● **What you have to do**
Copy the records below in full, keeping each word as it is but omitting the pictures.

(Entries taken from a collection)
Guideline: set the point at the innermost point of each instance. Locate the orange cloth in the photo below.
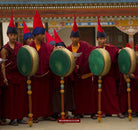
(37, 46)
(75, 49)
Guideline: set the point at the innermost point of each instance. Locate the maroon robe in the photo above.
(15, 96)
(69, 104)
(123, 95)
(109, 99)
(83, 88)
(134, 89)
(41, 85)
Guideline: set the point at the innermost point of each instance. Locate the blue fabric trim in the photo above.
(11, 30)
(27, 35)
(99, 34)
(38, 30)
(75, 34)
(66, 2)
(60, 44)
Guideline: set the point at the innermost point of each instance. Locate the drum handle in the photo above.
(39, 76)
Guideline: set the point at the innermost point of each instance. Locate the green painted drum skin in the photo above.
(27, 60)
(127, 61)
(62, 62)
(99, 62)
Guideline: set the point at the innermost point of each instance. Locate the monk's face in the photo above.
(12, 37)
(75, 40)
(40, 37)
(101, 41)
(29, 40)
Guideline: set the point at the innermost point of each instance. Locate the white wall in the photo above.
(4, 29)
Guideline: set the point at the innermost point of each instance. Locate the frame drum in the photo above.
(27, 60)
(127, 61)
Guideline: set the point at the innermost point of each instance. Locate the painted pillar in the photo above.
(4, 29)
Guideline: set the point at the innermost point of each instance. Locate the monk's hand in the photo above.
(132, 76)
(5, 81)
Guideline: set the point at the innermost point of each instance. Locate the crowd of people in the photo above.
(81, 86)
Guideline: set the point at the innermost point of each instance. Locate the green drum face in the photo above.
(27, 60)
(62, 62)
(99, 62)
(127, 61)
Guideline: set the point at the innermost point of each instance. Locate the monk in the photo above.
(41, 91)
(83, 88)
(27, 35)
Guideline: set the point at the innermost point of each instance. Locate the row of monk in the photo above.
(80, 87)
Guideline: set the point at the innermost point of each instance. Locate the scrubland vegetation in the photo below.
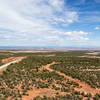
(30, 75)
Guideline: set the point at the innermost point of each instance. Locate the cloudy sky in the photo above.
(44, 23)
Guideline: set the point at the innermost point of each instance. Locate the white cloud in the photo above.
(35, 20)
(97, 28)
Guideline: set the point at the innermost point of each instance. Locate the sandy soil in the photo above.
(10, 59)
(89, 56)
(85, 87)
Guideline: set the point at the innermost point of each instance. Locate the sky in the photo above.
(50, 23)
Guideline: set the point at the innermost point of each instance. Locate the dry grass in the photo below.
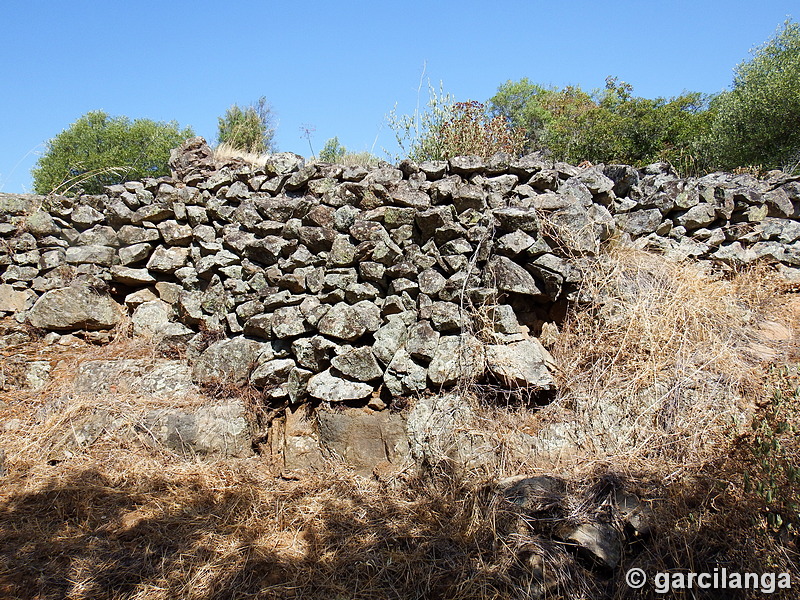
(658, 365)
(224, 153)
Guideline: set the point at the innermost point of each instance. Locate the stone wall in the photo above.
(356, 285)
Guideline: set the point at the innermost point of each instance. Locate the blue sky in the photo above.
(341, 67)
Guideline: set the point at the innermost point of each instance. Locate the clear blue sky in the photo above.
(341, 66)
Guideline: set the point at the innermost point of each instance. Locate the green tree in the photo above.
(448, 128)
(757, 122)
(609, 125)
(333, 151)
(250, 129)
(99, 150)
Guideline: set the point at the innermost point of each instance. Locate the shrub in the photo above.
(611, 125)
(333, 151)
(756, 122)
(99, 150)
(448, 128)
(249, 129)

● **Output of the exercise**
Guideline: set the point at the innermost point of each instance. Locate the orange cloth in the photo below.
(37, 46)
(75, 49)
Guideline: set the point at the innermost point of each instance. Locate the maroon robe in the photo above.
(15, 96)
(69, 104)
(123, 95)
(109, 99)
(83, 88)
(134, 89)
(41, 85)
Guideline: set the point at the innermost point of each instance. Locate the blue fabric trim in the photo above.
(11, 30)
(27, 35)
(99, 34)
(38, 30)
(75, 34)
(66, 2)
(60, 44)
Guideline: set the point at the innermost point of each instance. Locate the drum handle in the photo above.
(39, 76)
Guideline: set the point at the innermost point of each instance. Locate the green painted drum skin in the photo above.
(27, 60)
(127, 61)
(62, 62)
(99, 62)
Guideline: set the point at the innermost point of each instance. Locate the monk's face in the photo above.
(12, 37)
(75, 40)
(40, 37)
(101, 41)
(29, 40)
Guideline: set the point at the innermost point of each instance. Locate the white wall in the photo above.
(4, 29)
Guideline: set the point at the innermost point of each instance. Locate the frame drum in the photo above.
(27, 60)
(127, 61)
Guideline: set the point at the innermost point of each instance. Locate the painted pillar in the photo above.
(4, 29)
Guideline: set the point at the innermost point of each instance. Locate the monk's hand in the photo above.
(132, 76)
(5, 81)
Guideline: set the point at the innermost point of each instance. Locate the crowd of people in the photo above.
(81, 86)
Guideline: set the point at the innermost point of each instance. Locate the green drum face in the photo above.
(27, 60)
(62, 62)
(99, 62)
(127, 61)
Guideline: set the point at the innermost point of each instance. Locate the monk in the photo above.
(41, 91)
(83, 88)
(27, 35)
Guideline: set the point at the innermost point of each instance. Locate the row of monk in the photo above.
(80, 87)
Guideline: set the point at the innermost point of each instance. Locate the scrubland vegetation in the photo below.
(30, 75)
Guideline: set the point at the innermost point of each instance. Locate the cloudy sky in the photo above.
(44, 23)
Guideline: set the point at the innermost point of each instance. Locate the white cloud in the photo above.
(35, 20)
(97, 28)
Guideline: set the point at the innermost point of each instance. Locate the sandy soil in the photo above.
(10, 59)
(89, 56)
(85, 87)
Guideline: set the point at the innermost point of each instance. Locate the sky in the photo above.
(50, 23)
Guideline: set the point at the innermost point of each instance. Locate the dry grass in the photo below.
(658, 365)
(224, 153)
Guideline: set the point at the innermost point of each instance. Locate the stone wall in the photo above.
(356, 285)
Guideline: set the point at the innermost point of each instance. Locate the blue sky in the photo above.
(341, 67)
Guideline: set the point at the innermost point of each instance. Locate the clear blue sky in the photo above.
(341, 66)
Guideline: set the point at the innermost point of each instance. Locate the green tree in the photo above.
(448, 128)
(757, 122)
(609, 125)
(333, 151)
(250, 129)
(99, 150)
Guideline: set the point at the innermost point of each instance. Locate the shrub in the photo above.
(611, 125)
(333, 151)
(756, 122)
(99, 150)
(448, 128)
(249, 129)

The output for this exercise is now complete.